__Excerpted text__.
· · · ·
Glad you got it sorted. They do look great, I love how you included their personalities alongside the pics. And yes, Stella does have a stunning smile.


----------



## Namba (Sep 18, 2012)

Haha! I actually love pigeons; they're a lot smarter than people give them credit for.


----------



## JackKnife (Sep 18, 2012)

Namba said:


> Haha! I actually love pigeons; they're a lot smarter than people give them credit for.



I will never get tired of hearing people say that. They get such an undeservedly bad rap.

As an aside, I realized I am very dumb and was over-complicating attaching images to my posts. I have re-attached them and I think they look a lot better now.


----------



## HKayG (Sep 19, 2012)

I actually love that you have pigeons - how did she become unable to fly?


----------



## JackKnife (Sep 19, 2012)

PPMV (pigeon paramyxovirus) is a virus that's very contagious within pigeon flocks. Looksie used to be a wild pigeon, so she hung out with other flocks outside and I suppose she must've picked it up somewhere. Strangely enough, her mate never showed any signs of it. It's characterized by involuntary movements, like her head turning upside-down and sideways and her being unable to stop herself from walking in circles repeatedly. She tries to fly, to get exercise, but usually just ends up doing tight circles barely a foot off the ground and crashing into the furniture.


----------



## Namba (Sep 20, 2012)

JackKnife said:


> PPMV (pigeon paramyxovirus) is a virus that's very contagious within pigeon flocks. Looksie used to be a wild pigeon, so she hung out with other flocks outside and I suppose she must've picked it up somewhere. Strangely enough, her mate never showed any signs of it. It's characterized by involuntary movements, like her head turning upside-down and sideways and her being unable to stop herself from walking in circles repeatedly. She tries to fly, to get exercise, but usually just ends up doing tight circles barely a foot off the ground and crashing into the furniture.
· · · ·
__Saved entries__.
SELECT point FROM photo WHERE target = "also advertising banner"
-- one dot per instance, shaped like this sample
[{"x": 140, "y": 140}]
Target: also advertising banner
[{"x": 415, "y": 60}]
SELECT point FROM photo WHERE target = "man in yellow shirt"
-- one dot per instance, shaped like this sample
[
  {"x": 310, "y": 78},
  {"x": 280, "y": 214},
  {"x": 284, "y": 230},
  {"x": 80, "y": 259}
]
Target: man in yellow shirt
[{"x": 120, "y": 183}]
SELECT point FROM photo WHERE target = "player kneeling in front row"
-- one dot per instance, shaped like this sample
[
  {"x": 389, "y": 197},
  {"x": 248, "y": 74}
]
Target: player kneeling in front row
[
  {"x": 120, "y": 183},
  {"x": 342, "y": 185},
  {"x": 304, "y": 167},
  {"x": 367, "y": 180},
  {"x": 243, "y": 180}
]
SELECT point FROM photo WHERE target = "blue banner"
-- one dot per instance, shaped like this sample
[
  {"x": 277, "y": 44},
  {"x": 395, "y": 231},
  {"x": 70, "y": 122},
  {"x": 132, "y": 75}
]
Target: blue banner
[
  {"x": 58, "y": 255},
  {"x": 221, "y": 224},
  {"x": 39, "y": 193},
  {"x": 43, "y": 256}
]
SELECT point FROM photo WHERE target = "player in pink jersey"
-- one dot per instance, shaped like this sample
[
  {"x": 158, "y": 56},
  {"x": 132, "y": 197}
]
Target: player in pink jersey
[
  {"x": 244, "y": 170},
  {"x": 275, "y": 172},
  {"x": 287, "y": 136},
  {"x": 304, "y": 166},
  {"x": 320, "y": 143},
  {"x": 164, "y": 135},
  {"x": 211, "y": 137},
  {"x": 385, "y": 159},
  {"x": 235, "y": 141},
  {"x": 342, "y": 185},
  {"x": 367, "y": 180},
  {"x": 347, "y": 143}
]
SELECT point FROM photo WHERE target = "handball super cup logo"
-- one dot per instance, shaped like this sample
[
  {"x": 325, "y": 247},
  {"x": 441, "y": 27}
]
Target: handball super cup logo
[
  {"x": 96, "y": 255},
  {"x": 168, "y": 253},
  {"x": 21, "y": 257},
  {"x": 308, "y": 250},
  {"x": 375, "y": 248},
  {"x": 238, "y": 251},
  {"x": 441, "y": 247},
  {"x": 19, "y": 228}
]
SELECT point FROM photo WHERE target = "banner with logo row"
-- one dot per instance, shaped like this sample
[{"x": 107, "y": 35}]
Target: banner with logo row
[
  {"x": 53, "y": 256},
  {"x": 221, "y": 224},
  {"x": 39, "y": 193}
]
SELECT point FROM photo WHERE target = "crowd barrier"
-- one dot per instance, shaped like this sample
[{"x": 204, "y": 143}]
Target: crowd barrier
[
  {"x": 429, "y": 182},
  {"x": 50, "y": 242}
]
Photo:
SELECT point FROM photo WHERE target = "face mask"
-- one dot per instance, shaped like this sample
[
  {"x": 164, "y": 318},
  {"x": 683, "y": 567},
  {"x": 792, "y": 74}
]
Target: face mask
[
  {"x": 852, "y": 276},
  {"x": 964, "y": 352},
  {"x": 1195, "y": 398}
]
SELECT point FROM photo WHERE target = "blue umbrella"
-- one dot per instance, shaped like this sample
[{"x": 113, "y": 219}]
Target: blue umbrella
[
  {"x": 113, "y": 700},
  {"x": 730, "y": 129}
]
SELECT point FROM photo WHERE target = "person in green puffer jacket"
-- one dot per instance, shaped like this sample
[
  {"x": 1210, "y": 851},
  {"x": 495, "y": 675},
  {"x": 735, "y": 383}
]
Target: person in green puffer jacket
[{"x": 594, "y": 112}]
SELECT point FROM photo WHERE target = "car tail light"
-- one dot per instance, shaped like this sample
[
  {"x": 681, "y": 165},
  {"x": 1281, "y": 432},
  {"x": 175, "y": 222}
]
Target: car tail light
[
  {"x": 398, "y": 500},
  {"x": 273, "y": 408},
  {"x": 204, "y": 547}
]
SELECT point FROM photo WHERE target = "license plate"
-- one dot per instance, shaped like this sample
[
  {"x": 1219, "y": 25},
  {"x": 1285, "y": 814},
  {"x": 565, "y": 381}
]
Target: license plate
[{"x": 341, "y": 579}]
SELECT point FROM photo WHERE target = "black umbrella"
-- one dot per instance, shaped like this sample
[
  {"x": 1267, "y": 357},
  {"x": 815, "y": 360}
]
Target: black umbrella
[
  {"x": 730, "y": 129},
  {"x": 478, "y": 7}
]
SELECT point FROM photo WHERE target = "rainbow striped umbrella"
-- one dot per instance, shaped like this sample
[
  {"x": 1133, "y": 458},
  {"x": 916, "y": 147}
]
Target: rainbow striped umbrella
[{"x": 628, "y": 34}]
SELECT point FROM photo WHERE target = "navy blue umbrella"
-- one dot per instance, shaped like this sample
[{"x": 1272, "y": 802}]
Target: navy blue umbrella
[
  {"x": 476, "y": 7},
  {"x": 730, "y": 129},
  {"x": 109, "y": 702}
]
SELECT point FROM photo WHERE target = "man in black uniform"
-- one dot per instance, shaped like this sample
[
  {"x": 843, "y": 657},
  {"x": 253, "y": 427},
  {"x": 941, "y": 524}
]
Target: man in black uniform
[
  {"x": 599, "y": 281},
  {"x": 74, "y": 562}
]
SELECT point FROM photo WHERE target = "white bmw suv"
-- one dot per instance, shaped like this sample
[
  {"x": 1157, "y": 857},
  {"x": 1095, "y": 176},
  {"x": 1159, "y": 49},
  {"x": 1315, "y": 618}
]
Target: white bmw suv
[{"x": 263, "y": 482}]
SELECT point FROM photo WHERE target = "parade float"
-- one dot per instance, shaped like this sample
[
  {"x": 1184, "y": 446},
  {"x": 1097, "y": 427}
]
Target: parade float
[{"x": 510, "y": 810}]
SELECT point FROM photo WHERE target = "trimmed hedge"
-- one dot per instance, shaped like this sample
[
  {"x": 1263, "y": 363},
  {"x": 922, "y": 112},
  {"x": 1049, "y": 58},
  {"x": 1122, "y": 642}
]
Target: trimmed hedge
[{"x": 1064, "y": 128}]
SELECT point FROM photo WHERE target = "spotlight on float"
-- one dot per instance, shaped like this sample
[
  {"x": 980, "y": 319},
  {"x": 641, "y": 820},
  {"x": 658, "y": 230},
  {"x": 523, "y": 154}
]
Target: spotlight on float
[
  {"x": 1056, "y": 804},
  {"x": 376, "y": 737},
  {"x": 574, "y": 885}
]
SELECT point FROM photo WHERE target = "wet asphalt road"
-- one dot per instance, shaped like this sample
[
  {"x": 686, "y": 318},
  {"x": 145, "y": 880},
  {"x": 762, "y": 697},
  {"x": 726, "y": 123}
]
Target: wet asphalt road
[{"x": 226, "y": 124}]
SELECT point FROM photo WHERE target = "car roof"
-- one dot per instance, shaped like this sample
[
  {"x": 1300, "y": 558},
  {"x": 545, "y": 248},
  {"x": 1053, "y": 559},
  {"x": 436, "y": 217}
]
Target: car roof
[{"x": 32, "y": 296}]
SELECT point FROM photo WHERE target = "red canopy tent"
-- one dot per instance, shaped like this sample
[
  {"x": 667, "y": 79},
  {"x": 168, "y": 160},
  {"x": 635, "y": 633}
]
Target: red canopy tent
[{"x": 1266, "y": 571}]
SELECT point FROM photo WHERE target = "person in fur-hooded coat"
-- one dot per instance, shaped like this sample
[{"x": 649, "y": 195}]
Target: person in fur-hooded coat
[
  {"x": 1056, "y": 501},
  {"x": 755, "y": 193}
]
· · · ·
__Your task__.
Please copy the stretch of the pigeon thread from "## JackKnife (Sep 18, 2012)" through "undeservedly bad rap.", and replace "pigeons" with "doves" throughout it.

__Written reply__.
## JackKnife (Sep 18, 2012)

Namba said:


> Haha! I actually love doves; they're a lot smarter than people give them credit for.



I will never get tired of hearing people say that. They get such an undeservedly bad rap.